• [Data records]

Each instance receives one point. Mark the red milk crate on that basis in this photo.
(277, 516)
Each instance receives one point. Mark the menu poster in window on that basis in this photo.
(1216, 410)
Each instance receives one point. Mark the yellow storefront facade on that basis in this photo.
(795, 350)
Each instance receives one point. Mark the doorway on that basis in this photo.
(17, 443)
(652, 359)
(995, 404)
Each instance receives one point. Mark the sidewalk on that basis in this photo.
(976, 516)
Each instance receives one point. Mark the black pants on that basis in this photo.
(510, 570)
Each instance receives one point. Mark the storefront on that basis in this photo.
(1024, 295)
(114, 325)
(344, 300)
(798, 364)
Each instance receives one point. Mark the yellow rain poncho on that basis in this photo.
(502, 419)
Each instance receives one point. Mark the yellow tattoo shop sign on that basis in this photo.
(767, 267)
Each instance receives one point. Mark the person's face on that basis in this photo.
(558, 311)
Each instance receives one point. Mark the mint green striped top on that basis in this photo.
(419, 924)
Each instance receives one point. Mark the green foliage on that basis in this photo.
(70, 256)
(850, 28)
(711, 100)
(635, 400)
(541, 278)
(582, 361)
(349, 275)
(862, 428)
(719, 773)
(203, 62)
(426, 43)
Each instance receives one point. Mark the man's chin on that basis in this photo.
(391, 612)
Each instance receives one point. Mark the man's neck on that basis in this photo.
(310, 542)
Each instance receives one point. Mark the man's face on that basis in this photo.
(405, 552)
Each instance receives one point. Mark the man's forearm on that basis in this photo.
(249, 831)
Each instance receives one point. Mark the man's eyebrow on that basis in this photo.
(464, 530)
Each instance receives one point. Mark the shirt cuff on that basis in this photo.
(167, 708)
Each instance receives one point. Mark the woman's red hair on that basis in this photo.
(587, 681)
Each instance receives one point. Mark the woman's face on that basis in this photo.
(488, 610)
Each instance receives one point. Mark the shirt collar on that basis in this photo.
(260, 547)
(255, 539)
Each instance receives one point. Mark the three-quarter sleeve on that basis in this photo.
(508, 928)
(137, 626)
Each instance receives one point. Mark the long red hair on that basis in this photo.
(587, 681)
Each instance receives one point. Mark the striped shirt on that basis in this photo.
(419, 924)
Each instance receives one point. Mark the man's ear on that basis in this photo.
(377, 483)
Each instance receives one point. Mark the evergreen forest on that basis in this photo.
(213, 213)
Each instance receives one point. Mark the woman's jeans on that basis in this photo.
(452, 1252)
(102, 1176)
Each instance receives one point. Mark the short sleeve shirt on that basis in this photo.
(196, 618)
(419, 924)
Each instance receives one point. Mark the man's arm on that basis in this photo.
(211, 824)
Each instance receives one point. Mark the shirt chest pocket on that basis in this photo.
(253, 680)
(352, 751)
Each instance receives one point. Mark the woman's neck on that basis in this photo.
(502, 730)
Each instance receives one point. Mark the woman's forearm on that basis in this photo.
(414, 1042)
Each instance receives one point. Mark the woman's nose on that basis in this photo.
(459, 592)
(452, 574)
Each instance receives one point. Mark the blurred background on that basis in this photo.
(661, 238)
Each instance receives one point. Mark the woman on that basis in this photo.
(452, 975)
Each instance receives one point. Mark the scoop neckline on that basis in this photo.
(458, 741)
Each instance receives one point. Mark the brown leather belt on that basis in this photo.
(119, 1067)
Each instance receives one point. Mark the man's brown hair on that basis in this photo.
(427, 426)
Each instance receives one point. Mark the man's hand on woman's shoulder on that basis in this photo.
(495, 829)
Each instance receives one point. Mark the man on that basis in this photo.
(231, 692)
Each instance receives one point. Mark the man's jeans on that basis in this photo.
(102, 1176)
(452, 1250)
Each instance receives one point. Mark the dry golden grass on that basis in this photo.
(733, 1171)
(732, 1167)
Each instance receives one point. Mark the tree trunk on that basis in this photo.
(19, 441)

• [Objective] Without omitting anything, output the entries exactly.

• [Reply]
Each instance receives one point. Mark the red milk crate on that basis in this photo.
(277, 516)
Each instance receives one point. Mark the menu poster in window on that basis in this photo.
(1216, 410)
Each instance receives one point. Mark the yellow storefront facade on that basis in this photo.
(795, 350)
Each instance receives one point. Mark the doorway on that basis in this photo.
(17, 443)
(652, 359)
(995, 404)
Each instance receives one point. Mark the sidewalk on that basis in this photo.
(976, 516)
Each instance receives one point. Mark the black pants on that basis in this photo.
(510, 570)
Each instance receives one point. Mark the storefront on that basis in this photo.
(1024, 295)
(114, 325)
(344, 300)
(798, 364)
Each instance receives one point. Mark the yellow rain poncho on that basis in this photo.
(502, 419)
Each instance receives one point. Mark the yellow tattoo shop sign on that basis in this photo.
(767, 267)
Each instance receives one point. Mark the person's face on that basis in this photo.
(558, 311)
Each instance receives one point. Mark the mint green striped top on that basis in this photo.
(419, 924)
Each instance receives one point. Mark the green foliage on that basis in this photo.
(70, 256)
(850, 28)
(711, 100)
(635, 400)
(541, 278)
(582, 361)
(349, 275)
(862, 428)
(719, 773)
(203, 62)
(426, 43)
Each instance receives one point. Mark the man's chin on that basis in this photo.
(391, 612)
Each instance receives one point. Mark the man's neck on that basis in this photo.
(310, 542)
Each instance receives one point. Mark the man's face on that basis in this photo.
(405, 552)
Each instance receives one point. Mark the man's forearm on that basis in this photo.
(249, 831)
Each instance receives one point. Mark the man's eyebrow on that basis in this photo.
(464, 530)
Each instance receives one point. Mark the shirt cuff on that basis in this photo.
(167, 708)
Each instance receives one point. Mark the woman's red hair on that basis in this photo.
(587, 681)
Each instance receives one point. Mark the woman's face on that basis in this photo.
(488, 610)
Each instance receives one point. Mark the shirt collar on that basis in this photo.
(260, 547)
(255, 539)
Each instance receives one point. Mark the three-quarter sleeve on that basis in this photo.
(508, 928)
(137, 626)
Each instance receives one point. Mark the long red hair on that basis in this photo.
(587, 681)
Each instance receives one point. Mark the striped shirt on that basis in this photo.
(419, 924)
Each instance receives one point. Mark the man's ear on that basis in this photo.
(377, 483)
Each instance receives one point. Mark the evergreen forest on that basis in this photo.
(213, 213)
Each instance receives one point. Mark the woman's jeans on that basis in this photo.
(452, 1252)
(102, 1176)
Each instance receives one point. Mark the short sleeve shirt on that basis in this photo.
(196, 618)
(419, 924)
Each instance receives one point. Mark the man's arm on that basis in this photo.
(211, 824)
Each instance receives one point. Mark the shirt chest pocket on that basis in this photo.
(253, 680)
(352, 751)
Each instance receives one point. Mark the woman's neck on that basis in this photo.
(502, 730)
Each instance receives one point. Mark the woman's forearm on that basis in this photo.
(414, 1042)
Each instance receives one point. Mark the woman's nose on that basis in this photo.
(459, 592)
(452, 574)
Each instance receives one point. Mark the blurred background on that basis in this photo.
(661, 238)
Each instance receives one point. Mark the woman on that basis in this photo.
(452, 975)
Each instance receives one point. Mark the scoop neckline on that basis in this photo.
(458, 741)
Each instance receives one point. Mark the brown leather belt on that basis in this photo.
(119, 1067)
Each instance receives one point. Mark the man's brown hair on that basis in this photo.
(427, 426)
Each instance receives one point. Mark the man's hand on woman's shoulder on that basis in this photo.
(495, 829)
Each instance receives one point. Mark the man on that basis in this photo.
(231, 692)
Each instance receives one point. Mark the man's jeans on that basis in this photo.
(102, 1176)
(452, 1250)
Each instance receives one point. Mark the dry golden grass on that basis in this photo.
(733, 1171)
(732, 1167)
Each instance receives one point. Mark the tree trunk on that basis in this photo.
(19, 441)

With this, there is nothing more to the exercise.